Esercizi ::
**a.** Nel testo sul Rinascimento, con quale formula chi scrive riassume il senso dell'uscita dal Medioevo?
**b.** Scrivi il seguito del testo sul Rinascimento, partendo subito dopo la sua ultima frase.

Testo estratto ::
====================

RINASCIMENTO (lezioni)

Sul Rinascimento
 
1)      Per spiegare i caratteri del Rinascimento, mi servo, quando è possibile, della collaborazione dei colleghi di Storia dell’arte e di Filosofia (altrimenti procedo da solo, ma non si può parlare del Rinascimento senza fare riferimento alle arti figurative e a certa filosofia – penso al neo-platonismo di Marsilio Ficino).
2)      Mi riaggancio a Petrarca e Boccaccio, che abbiamo studiato l’anno scorso, per ricordare gli elementi che già in quegli autori indicano la fuoriuscita dal Medioevo, l’affermarsi di una nuova mentalità:
·         l’amore di Petrarca per Laura non è intermediario all’amore per Dio, non conduce alla salvezza (come era per gli stilnovisti e per Dante in particolare), ma è drammaticamente in contraddizione con l’amore per Dio, è un amore terreno;
·         i personaggi del Decamerone sono uomini terreni che cercano di far valere nella vita terrena la loro “virtù”, senza scrupoli di carattere religioso o comunque morale (si pensi ad Andreuccio da Perugia).
3)      Tutto ciò per sottolineare come alla mentalità medievale (che sottovaluta la vita terrena, considerata ben poca cosa rispetto alla vera vita, quella eterna nell’aldilà) si sostituisca una mentalità che valorizza la vicenda terrena dell’uomo, il quale si costruisce il proprio destino con la propria energia, intelligenza, determinazione (in una parola, con la propria “virtù”). Non c’è una provvidenza divina che governa gli eventi del mondo, c’è tutt’al più la “fortuna” (ovvero la pura casualità, l’imponderabile) contro cui si scontra l’intelligenza dell’uomo. Si afferma insomma una mentalità che chiameremmo laica. A questo proposito, si pensi, per valutarne appieno la differenza, a quel passo del canto VII dell’Inferno, laddove Virgilio definisce la Fortuna come un’intelligenza angelica.
4)      A me piace sintetizzare il senso di questa fuoriuscita dal Medioevo con la seguente formula: il Rinascimento significa la scoperta dell’uomo, del tempo, dello spazio. La scoperta dell’uomo consiste in ciò che ho detto finora. A questo proposito, faccio leggere un bel passo tratto dalla Theologia platonica di Marsilio Ficino. E’ un passo significativo perché qui non ci si limita ad esaltare l’essere  umano come il più alto fra gli esseri viventi (l’essere che occupa un posto intermedio fra la feritas dei bruti e la divinitas del creatore), ma si dice molto di più, si dice che l’intelletto dell’uomo è simile a quello divino; ed è un’affermazione che ci conduce diritti a quel passo del Dialogo sopra i due massimi sistemi, laddove Galileo,   150 anni dopo, dice che l’intelletto umano è in grado di conoscere singole verità allo stesso modo in cui le conosce Dio.

====================

Voci di dati raccolte

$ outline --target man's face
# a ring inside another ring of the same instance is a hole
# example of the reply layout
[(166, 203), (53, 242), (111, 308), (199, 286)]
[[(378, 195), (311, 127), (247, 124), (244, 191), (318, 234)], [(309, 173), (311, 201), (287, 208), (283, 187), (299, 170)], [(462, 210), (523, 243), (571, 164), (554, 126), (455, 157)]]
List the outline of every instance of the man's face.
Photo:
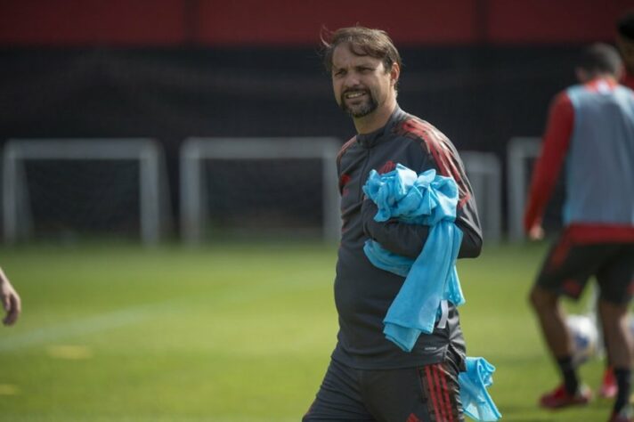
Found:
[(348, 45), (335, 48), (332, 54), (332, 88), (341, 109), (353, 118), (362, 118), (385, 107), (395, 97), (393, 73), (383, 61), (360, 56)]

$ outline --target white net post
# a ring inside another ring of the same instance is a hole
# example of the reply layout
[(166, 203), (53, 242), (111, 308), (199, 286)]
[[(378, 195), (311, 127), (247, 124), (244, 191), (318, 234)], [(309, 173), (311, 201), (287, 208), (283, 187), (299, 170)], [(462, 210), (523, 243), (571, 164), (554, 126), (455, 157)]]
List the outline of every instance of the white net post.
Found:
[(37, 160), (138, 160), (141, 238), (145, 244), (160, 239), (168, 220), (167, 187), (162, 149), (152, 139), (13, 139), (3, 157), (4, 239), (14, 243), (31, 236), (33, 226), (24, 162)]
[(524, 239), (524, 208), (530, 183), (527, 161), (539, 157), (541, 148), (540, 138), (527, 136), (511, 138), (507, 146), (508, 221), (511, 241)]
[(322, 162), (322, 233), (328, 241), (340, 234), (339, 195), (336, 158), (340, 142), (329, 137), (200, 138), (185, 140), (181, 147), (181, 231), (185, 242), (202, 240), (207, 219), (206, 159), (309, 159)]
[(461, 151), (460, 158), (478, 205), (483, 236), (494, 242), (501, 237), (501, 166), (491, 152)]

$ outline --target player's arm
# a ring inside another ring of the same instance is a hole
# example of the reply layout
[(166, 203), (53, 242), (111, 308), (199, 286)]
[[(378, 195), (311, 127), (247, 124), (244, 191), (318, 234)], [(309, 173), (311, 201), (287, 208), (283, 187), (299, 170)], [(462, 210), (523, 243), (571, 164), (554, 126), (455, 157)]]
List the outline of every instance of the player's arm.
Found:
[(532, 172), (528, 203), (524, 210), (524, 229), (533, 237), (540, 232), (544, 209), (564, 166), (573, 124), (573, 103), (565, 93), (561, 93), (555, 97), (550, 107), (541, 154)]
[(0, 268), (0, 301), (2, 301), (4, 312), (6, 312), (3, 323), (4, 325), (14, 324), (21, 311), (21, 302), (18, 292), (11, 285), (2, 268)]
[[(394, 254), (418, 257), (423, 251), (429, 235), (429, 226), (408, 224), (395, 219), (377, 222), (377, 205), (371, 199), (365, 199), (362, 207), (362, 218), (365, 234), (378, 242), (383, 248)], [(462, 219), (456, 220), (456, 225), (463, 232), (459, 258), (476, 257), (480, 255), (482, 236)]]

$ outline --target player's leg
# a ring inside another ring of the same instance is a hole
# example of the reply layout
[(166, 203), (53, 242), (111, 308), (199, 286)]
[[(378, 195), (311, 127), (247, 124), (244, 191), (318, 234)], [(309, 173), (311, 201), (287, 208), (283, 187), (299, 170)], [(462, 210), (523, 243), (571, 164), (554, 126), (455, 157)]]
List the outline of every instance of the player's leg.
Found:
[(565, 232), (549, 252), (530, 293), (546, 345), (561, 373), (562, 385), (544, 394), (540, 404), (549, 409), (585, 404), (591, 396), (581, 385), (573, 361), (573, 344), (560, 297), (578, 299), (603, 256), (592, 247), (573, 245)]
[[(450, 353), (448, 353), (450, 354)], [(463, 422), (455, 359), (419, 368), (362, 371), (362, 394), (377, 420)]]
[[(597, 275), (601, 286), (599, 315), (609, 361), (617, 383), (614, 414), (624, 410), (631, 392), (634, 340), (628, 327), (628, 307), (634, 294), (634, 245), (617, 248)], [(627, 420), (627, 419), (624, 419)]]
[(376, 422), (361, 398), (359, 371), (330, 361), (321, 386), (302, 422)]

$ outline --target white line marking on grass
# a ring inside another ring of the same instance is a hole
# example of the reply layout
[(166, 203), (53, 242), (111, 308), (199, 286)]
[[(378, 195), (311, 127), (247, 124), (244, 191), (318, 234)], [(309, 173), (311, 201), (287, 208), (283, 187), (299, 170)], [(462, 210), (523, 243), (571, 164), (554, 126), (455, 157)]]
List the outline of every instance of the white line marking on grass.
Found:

====================

Soluzioni per esercizio ::
**a.** Il Rinascimento significa la scoperta dell'uomo, del tempo, dello spazio.

**b.**
5)      Il tempo e lo spazio sono le due dimensioni entro cui si compie la vita terrena dell’uomo. Ebbene,
·         nel Rinascimento la scoperta dello spazio avviene in senso letterale, perché non è un caso che questa età sia anche l’età delle grandi scoperte geografiche. Nel medioevo il mondo conosciuto è ridotto, i paesi lontani sono sconosciuti e favolosi (si pensi che il Milione è letto come un libro delle meraviglie; e si pensi all’idea ristretta che Dante ha della terra). Ancora una volta questo si spiega con la svalutazione della vita terrena, e quindi dello spazio concreto, la terra, in cui l’uomo vive (se la vera vita è quella eterna, nell’aldilà, che m’importa di conoscere i luoghi in cui si svolge l’effimera vita terrena?).
·         Ma di scoperta dello spazio si può parlare anche nell’arte figurativa, come scoperta della prospettiva (ovvero della dimensione spaziale della profondità) e come introduzione dello sfondo paesaggistico invece dello sfondo in oro (quest’ultimo indica uno spazio astratto, metafisico, a fronte dello spazio concreto, realistico indicato dal paesaggio).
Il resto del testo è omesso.